Le azioni da intraprendere – secondo Cia Toscana – per il rafforzamento e la crescita dovranno passare obbligatoriamente dalle risposte specifiche alle singole criticità, solo così sarà possibile avere un’azione complessiva e di sistema. Tutte le parti in gioco dovranno eseguire al meglio il loro compito, a partire dall’Associazione allevatori, che dovrà tornare a svolgere con efficienza il proprio ruolo principale rispetto alla tutela della qualità ed alla ricerca.

«Far crescere il reddito derivante dall’allevamento – ha sottolineato Luca Brunelli, presidente Cia Agricoltori Italiani Toscana – deve rappresentare l’impegno primario e l’obiettivo con un rilancio che dovrà passare da specifiche azioni mirate alla risoluzione dei problemi contingenti, ma anche da una strategia che possa garantire una prospettiva concreta di sviluppo per il settore. Altra tematica riguarda la necessità di intervenire sugli aspetti commerciali, oggi le difficoltà maggiori sono legate alla valorizzazione del prodotto, in particolar modo DOP e IGP, ed alla collocazione su nuovi mercati sia nazionali che esteri, oltre che al rafforzamento in quelli esistenti».

Dati in esame:

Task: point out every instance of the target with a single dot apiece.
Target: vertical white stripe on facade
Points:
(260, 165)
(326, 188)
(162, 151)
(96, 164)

Lavoro da svolgere:
(a) Secondo l'estratto, chi è il presidente di Cia Agricoltori Italiani Toscana?
(b) Aggiorna il passo dell'estratto che si apre con le parole "Le azioni da" e si chiude con "ed alla ricerca.", mettendo "difficoltà" al posto di "criticità".

Risposte numerate:
(a) Luca Brunelli.

(b)
Le azioni da intraprendere – secondo Cia Toscana – per il rafforzamento e la crescita dovranno passare obbligatoriamente dalle risposte specifiche alle singole difficoltà, solo così sarà possibile avere un’azione complessiva e di sistema. Tutte le parti in gioco dovranno eseguire al meglio il loro compito, a partire dall’Associazione allevatori, che dovrà tornare a svolgere con efficienza il proprio ruolo principale rispetto alla tutela della qualità ed alla ricerca.